* GOAL OF THE EXERCISE
When you reach the records below, output each one exactly.
++++++++++
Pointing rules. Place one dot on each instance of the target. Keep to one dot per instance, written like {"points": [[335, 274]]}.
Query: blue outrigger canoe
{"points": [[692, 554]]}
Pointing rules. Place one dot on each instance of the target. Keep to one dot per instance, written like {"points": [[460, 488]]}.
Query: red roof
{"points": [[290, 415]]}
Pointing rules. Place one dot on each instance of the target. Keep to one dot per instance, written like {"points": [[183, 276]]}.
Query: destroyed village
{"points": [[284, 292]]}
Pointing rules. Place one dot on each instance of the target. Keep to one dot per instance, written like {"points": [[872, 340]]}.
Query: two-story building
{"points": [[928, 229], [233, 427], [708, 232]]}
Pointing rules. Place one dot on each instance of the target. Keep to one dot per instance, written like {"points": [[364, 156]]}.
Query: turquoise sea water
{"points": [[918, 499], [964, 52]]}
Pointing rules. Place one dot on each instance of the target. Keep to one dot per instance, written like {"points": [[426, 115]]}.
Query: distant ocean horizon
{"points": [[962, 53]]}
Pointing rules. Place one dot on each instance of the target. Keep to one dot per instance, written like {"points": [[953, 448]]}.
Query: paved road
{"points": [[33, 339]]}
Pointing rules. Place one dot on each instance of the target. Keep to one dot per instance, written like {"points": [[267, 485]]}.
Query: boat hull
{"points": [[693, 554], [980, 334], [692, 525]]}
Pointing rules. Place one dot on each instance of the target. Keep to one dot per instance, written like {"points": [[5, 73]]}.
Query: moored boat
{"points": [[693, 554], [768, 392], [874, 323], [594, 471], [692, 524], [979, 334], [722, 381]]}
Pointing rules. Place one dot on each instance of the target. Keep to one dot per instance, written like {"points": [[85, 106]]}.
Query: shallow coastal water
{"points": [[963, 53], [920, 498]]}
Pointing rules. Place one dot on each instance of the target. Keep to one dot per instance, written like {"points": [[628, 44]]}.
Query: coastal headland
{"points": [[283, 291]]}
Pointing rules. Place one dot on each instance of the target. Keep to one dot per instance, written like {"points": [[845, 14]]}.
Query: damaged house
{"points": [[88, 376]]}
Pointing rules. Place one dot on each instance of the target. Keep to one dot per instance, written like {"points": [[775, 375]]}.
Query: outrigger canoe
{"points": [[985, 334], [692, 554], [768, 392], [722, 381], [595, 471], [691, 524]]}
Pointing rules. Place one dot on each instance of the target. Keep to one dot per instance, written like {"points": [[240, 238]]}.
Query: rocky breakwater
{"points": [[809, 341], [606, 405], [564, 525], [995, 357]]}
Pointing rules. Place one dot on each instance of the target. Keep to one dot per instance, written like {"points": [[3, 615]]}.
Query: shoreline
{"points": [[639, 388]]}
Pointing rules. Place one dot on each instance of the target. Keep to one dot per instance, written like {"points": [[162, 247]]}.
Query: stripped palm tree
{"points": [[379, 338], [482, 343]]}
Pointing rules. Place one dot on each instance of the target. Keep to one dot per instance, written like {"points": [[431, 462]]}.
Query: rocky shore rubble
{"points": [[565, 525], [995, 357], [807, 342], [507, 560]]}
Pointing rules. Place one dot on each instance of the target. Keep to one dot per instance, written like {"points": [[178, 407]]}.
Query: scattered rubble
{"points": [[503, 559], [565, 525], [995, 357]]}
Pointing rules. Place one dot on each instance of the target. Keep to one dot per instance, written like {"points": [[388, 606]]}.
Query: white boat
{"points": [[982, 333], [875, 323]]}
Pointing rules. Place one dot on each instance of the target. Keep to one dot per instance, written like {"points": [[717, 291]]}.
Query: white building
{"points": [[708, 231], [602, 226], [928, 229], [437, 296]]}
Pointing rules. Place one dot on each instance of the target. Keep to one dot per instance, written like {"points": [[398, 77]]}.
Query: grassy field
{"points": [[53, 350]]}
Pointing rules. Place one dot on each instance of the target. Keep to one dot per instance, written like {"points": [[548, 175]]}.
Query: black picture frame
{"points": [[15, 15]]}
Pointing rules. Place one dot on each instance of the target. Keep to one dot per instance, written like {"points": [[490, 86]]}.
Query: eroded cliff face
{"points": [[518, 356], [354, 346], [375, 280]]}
++++++++++
* RESULT FOR THIS EXERCISE
Pointing rules. Place one dot on each instance of the target. Keep to one dot per instance, written like {"points": [[335, 274]]}.
Query: blue outrigger canoe
{"points": [[692, 554]]}
Pointing rules. Place one dot on each instance of the target. Keep to one dot per instance, written like {"points": [[460, 488]]}.
Query: red roof
{"points": [[290, 415]]}
Pointing rules. Place one dot on each instance of the target. Keep to one dot per instance, written like {"points": [[183, 276]]}.
Query: destroyed village
{"points": [[284, 292]]}
Pointing rules. Place one dot on each instance of the target. Keep to one dot per instance, written like {"points": [[872, 340]]}.
Query: two-story building
{"points": [[928, 229], [233, 427], [708, 232]]}
Pointing rules. Place one dot on each instance of the target. Keep to one dot per instance, written like {"points": [[364, 156]]}.
Query: turquoise sea water
{"points": [[918, 499], [964, 52]]}
Pointing rules. Place one dot on each instance of the target. Keep to one dot per instance, written like {"points": [[426, 115]]}.
Query: distant ocean horizon
{"points": [[962, 53]]}
Pointing rules. Place one dot on each instance of the target. Keep to one dot per instance, written like {"points": [[953, 448]]}.
Query: paved road
{"points": [[33, 339]]}
Pointing rules. Place one dot on each instance of the target. Keep to one dot per instance, written like {"points": [[267, 485]]}.
Query: boat hull
{"points": [[693, 554], [980, 334], [692, 525]]}
Pointing rules. Place one dot on each instance of the target. Keep to one dot per instance, written like {"points": [[5, 73]]}.
Query: moored boat
{"points": [[693, 554], [768, 392], [874, 323], [594, 471], [692, 524], [979, 334], [722, 381]]}
Pointing rules. Place one dot on each instance of the target. Keep to one dot per instance, written like {"points": [[85, 106]]}.
Query: shallow coastal water
{"points": [[963, 53], [920, 498]]}
Pointing rules. Place one dot on each instance of the target. Keep to one dot per instance, written like {"points": [[628, 44]]}.
Query: coastal headland
{"points": [[283, 291]]}
Pointing rules. Place one dot on each instance of the target. Keep to one dot per instance, written like {"points": [[845, 14]]}.
Query: damaged house
{"points": [[88, 376]]}
Pointing rules. Place one dot on each instance of the target. Keep to one dot per instance, written like {"points": [[775, 375]]}.
Query: outrigger canoe
{"points": [[985, 334], [692, 554], [768, 392], [722, 381], [595, 471], [691, 524]]}
Pointing rules. Place one dot on each instance of the target. Keep to one dot per instance, written like {"points": [[240, 238]]}.
Query: rocky breakwater
{"points": [[809, 341], [606, 405], [564, 525], [995, 357]]}
Pointing rules. Place one dot on each instance of the target. Keep to one dot per instance, written like {"points": [[3, 615]]}.
Query: shoreline
{"points": [[639, 388]]}
Pointing rules. Place one dot on each instance of the target. Keep to one dot per instance, written like {"points": [[162, 247]]}.
Query: stripped palm tree
{"points": [[379, 338], [482, 343]]}
Pointing rules. Place one dot on each instance of the target. Keep to one dot per instance, written like {"points": [[431, 462]]}.
Query: rocky shore rubble
{"points": [[565, 525], [995, 357], [807, 342], [507, 560]]}
Pointing rules. Place one dot on each instance of the target. Keep to one dot per instance, written like {"points": [[178, 407]]}.
Query: scattered rubble
{"points": [[503, 559], [565, 525], [995, 357]]}
Pointing rules. Place one dot on each instance of the target. Keep to one dot per instance, written like {"points": [[388, 606]]}.
Query: white boat
{"points": [[982, 333], [875, 323]]}
Pointing rules. Place one dot on each instance of the target. Keep to one dot per instance, written like {"points": [[717, 291]]}.
Query: white building
{"points": [[708, 231], [602, 226], [928, 229], [437, 296]]}
Pointing rules. Place one dot on each instance of the target. Keep to one dot per instance, written like {"points": [[398, 77]]}.
Query: grassy field
{"points": [[53, 350]]}
Pointing rules. Place one dot on each instance of the target. Keep to one dot per instance, written like {"points": [[548, 175]]}.
Query: black picture frame
{"points": [[15, 15]]}
Pointing rules. Place one dot on each instance of the target. Keep to one dot per instance, written like {"points": [[490, 86]]}.
Query: eroded cliff face
{"points": [[518, 356], [354, 346], [375, 280]]}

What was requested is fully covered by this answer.